* _Task requirements_
Below this sentence is a listing; return exactly its lines from the one with "Label a point on each instance of the girl running" to the one with "Label a point on each instance of the chain", both kept, and nothing more.

* _Records for this task_
= = = = =

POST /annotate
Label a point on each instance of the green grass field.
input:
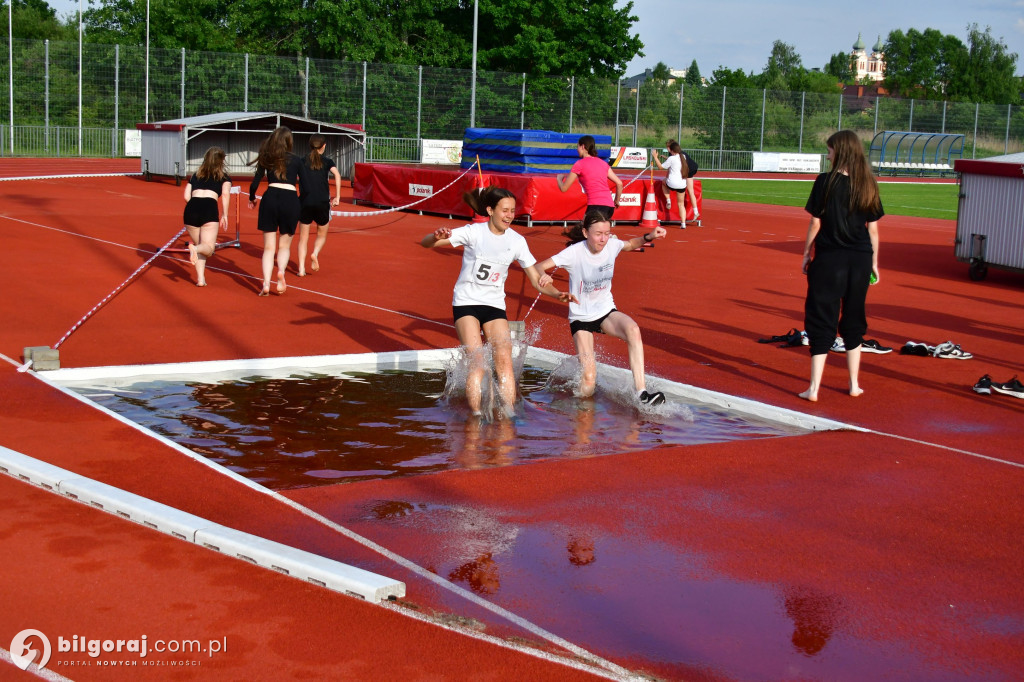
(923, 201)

= = = = =

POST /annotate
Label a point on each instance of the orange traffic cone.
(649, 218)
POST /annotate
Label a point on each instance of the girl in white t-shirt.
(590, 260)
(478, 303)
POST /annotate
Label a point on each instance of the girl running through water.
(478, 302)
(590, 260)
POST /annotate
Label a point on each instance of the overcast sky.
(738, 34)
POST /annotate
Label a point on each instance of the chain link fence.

= = = = =

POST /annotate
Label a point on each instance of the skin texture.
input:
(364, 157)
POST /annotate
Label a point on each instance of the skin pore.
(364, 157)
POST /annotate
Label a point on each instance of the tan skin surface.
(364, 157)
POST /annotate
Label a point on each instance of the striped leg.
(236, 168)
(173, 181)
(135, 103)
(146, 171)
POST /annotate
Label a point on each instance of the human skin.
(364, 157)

= = = = =

* _Answer for this exercise_
Label a point on each instance of the girl running through water.
(478, 302)
(590, 260)
POST /annotate
Label a point on each instance of the overcast sky.
(738, 34)
POST /annotate
Label a point on each instance of the chain link fence.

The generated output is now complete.